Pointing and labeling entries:
-.-.-

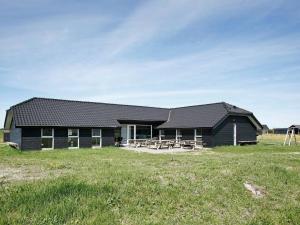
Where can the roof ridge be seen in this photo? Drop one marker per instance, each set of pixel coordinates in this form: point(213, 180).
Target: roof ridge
point(225, 106)
point(80, 101)
point(25, 101)
point(199, 105)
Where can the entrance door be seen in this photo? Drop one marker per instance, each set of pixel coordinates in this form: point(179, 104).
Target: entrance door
point(234, 134)
point(131, 132)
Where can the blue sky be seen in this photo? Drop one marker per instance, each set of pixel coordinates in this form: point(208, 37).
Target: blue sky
point(159, 52)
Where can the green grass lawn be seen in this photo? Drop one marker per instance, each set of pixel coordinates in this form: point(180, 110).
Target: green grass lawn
point(1, 135)
point(113, 186)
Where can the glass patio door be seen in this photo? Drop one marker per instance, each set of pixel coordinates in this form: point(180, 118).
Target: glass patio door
point(131, 132)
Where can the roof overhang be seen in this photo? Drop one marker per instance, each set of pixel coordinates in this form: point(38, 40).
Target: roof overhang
point(251, 117)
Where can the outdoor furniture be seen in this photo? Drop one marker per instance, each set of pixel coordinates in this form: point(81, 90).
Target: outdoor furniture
point(137, 142)
point(191, 144)
point(254, 142)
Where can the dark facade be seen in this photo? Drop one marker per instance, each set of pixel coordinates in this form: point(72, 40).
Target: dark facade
point(31, 138)
point(218, 123)
point(224, 133)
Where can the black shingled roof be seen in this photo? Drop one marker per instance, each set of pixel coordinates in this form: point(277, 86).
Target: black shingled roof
point(201, 115)
point(68, 113)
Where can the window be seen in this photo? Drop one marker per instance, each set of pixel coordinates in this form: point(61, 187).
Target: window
point(73, 138)
point(178, 135)
point(161, 134)
point(143, 131)
point(198, 134)
point(96, 138)
point(47, 135)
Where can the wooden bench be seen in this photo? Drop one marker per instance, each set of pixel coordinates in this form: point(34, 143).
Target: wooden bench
point(254, 142)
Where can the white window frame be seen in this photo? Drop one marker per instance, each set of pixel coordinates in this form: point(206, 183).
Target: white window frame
point(97, 136)
point(178, 135)
point(42, 136)
point(134, 131)
point(197, 135)
point(161, 134)
point(73, 137)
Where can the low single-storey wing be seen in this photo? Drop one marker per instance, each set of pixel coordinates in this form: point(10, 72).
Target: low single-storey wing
point(42, 123)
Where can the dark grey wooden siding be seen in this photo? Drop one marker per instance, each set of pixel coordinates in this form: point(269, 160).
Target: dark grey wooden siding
point(207, 137)
point(31, 138)
point(187, 134)
point(170, 134)
point(6, 137)
point(60, 138)
point(15, 135)
point(85, 138)
point(223, 134)
point(108, 136)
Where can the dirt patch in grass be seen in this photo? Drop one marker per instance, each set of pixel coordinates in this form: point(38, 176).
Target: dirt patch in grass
point(10, 174)
point(256, 191)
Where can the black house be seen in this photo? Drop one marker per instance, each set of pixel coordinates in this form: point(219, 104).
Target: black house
point(41, 123)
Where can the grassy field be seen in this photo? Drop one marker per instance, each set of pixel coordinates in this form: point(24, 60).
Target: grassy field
point(275, 138)
point(113, 186)
point(1, 135)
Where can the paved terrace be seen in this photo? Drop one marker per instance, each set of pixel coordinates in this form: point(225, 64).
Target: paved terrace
point(162, 151)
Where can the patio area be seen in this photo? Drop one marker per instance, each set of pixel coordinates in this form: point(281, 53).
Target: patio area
point(162, 151)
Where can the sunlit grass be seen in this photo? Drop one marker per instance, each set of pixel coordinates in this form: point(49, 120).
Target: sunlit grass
point(113, 186)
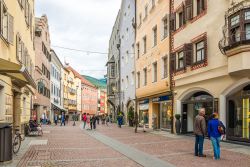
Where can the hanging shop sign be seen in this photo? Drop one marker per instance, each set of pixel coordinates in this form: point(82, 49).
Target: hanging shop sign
point(161, 98)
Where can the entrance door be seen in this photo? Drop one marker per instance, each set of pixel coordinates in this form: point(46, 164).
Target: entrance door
point(184, 118)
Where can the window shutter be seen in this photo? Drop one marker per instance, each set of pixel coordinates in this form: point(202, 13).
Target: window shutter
point(184, 14)
point(172, 63)
point(189, 9)
point(172, 22)
point(18, 48)
point(188, 48)
point(23, 4)
point(242, 26)
point(1, 17)
point(205, 48)
point(10, 29)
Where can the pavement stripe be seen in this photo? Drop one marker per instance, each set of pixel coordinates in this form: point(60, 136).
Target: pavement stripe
point(140, 157)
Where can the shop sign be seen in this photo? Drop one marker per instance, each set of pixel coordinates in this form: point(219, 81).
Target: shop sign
point(144, 106)
point(144, 101)
point(161, 98)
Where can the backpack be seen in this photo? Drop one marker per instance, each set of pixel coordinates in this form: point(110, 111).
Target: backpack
point(221, 128)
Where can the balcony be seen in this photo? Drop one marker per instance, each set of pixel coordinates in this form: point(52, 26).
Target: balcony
point(235, 43)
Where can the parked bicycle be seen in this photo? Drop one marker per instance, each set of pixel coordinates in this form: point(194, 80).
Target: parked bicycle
point(17, 140)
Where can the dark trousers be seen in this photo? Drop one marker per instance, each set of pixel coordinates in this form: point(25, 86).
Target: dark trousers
point(199, 141)
point(62, 123)
point(91, 125)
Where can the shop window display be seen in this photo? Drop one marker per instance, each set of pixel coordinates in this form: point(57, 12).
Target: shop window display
point(238, 115)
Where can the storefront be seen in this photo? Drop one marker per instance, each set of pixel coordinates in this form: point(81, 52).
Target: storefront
point(191, 106)
point(144, 111)
point(238, 115)
point(163, 115)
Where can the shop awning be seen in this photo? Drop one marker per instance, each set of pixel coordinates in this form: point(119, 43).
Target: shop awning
point(16, 72)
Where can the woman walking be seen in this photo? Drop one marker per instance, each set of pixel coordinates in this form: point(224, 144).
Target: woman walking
point(215, 130)
point(88, 121)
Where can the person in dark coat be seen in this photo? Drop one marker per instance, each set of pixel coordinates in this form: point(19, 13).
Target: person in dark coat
point(63, 119)
point(91, 122)
point(94, 118)
point(119, 119)
point(215, 130)
point(136, 122)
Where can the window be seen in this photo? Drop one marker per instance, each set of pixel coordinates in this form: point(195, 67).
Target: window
point(145, 45)
point(235, 20)
point(165, 27)
point(165, 67)
point(7, 24)
point(140, 19)
point(138, 50)
point(247, 29)
point(19, 48)
point(239, 27)
point(155, 72)
point(138, 79)
point(189, 9)
point(127, 82)
point(145, 76)
point(146, 12)
point(200, 51)
point(153, 3)
point(181, 20)
point(112, 72)
point(155, 36)
point(132, 78)
point(180, 60)
point(200, 6)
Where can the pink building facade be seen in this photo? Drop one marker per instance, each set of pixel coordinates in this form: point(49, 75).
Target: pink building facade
point(42, 68)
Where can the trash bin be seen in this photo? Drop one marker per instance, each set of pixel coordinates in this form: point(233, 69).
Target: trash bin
point(5, 142)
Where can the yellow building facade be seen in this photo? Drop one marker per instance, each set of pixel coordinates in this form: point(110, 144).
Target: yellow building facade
point(17, 59)
point(72, 92)
point(153, 95)
point(210, 63)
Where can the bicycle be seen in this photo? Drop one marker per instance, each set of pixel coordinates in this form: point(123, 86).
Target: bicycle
point(17, 140)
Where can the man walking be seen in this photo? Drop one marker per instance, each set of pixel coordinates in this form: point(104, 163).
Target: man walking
point(63, 119)
point(55, 119)
point(136, 121)
point(84, 119)
point(74, 119)
point(107, 119)
point(200, 132)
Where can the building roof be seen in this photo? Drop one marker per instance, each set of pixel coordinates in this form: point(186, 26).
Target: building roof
point(83, 80)
point(100, 83)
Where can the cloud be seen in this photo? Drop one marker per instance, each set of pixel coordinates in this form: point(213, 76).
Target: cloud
point(84, 25)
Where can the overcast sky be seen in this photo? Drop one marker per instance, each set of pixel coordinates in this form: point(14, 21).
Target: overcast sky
point(80, 24)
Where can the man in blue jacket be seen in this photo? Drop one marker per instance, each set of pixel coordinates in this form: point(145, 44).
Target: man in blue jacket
point(214, 134)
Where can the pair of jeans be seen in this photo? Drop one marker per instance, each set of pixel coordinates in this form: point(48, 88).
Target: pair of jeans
point(84, 124)
point(199, 141)
point(216, 146)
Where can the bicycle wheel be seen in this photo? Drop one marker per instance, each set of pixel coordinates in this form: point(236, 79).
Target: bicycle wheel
point(16, 144)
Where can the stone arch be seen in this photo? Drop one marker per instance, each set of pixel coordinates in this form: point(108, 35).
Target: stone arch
point(233, 88)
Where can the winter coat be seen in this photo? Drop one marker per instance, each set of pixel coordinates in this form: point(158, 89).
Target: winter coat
point(212, 128)
point(200, 125)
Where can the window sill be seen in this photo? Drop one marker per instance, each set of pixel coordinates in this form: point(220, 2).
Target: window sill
point(198, 62)
point(5, 40)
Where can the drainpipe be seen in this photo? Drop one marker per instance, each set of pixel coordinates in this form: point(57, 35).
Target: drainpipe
point(134, 57)
point(171, 79)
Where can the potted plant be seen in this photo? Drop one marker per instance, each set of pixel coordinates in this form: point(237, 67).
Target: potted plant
point(178, 123)
point(131, 116)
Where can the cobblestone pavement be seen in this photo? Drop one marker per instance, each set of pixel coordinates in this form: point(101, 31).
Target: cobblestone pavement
point(72, 147)
point(178, 150)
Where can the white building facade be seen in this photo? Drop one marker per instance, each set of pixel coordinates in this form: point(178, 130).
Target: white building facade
point(127, 56)
point(56, 94)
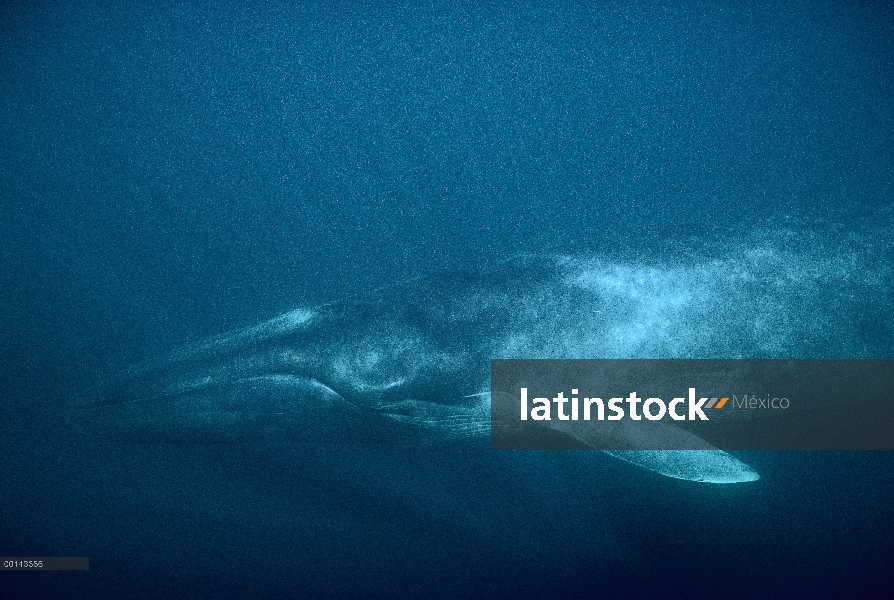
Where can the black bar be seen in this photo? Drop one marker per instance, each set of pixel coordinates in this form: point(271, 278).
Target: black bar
point(45, 563)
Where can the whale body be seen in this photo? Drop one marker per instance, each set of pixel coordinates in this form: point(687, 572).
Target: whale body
point(409, 362)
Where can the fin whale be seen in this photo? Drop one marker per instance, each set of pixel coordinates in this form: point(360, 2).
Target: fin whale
point(410, 361)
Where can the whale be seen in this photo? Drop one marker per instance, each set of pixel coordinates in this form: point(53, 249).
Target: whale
point(409, 363)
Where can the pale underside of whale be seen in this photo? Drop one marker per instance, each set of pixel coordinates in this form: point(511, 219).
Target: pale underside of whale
point(410, 363)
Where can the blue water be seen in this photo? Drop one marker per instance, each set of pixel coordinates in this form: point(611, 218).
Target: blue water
point(173, 171)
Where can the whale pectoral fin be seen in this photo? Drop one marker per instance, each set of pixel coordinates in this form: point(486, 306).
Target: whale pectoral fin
point(706, 466)
point(700, 462)
point(441, 420)
point(262, 407)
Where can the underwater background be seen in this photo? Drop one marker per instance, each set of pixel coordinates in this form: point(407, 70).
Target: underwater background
point(173, 170)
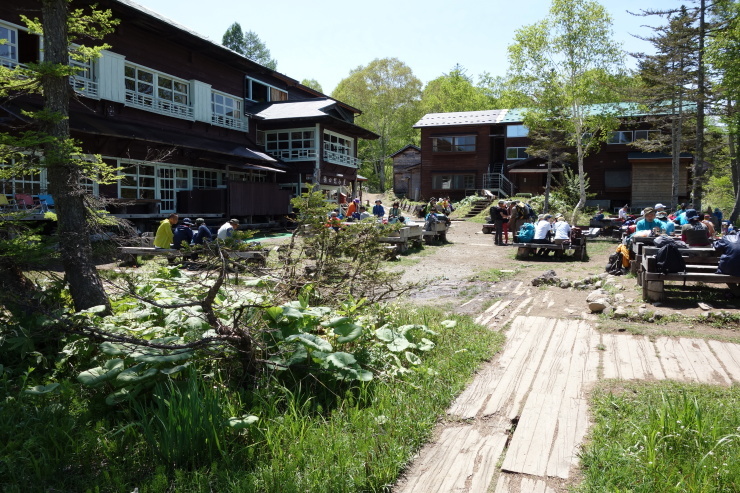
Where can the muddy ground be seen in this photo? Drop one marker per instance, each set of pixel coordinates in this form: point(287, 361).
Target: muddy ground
point(468, 273)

-.-.-

**WHAT TO WORK ON:** Write out the lines exactly, beginning with the line that contains "Where can the man in" and continuing through the line that contains "point(5, 40)".

**SOLUTION FOR THIS TASK:**
Where can the man in blue jacket be seen in this photo? Drop one marker per instance, each set of pixel coordinates in this form: point(145, 44).
Target: man in blue jacket
point(214, 134)
Where can the pair of jeans be seen in this photo? Drop one marker per instance, each set of pixel coordinates in this form: point(48, 88).
Target: pair of jeans
point(84, 124)
point(199, 141)
point(216, 146)
Where can the bicycle wheel be seen in this photo? Drop one marker per instance, each set of pixel coordinates in this form: point(236, 79).
Target: bicycle wheel
point(16, 144)
Where can the stone arch be seen in this photo? Drop one marker per instance, each set of pixel coordinates in this form: point(108, 35).
Target: stone arch
point(233, 88)
Where can the winter coat be seen in this photo? Drop one marker per instance, each set of pixel coordinates in this form: point(158, 89).
Target: winter coat
point(212, 128)
point(200, 125)
Where can the window sill be seen in this photo? Drop one marker per instance, each set of pixel coordinates in this form: point(220, 2).
Target: window sill
point(198, 62)
point(5, 40)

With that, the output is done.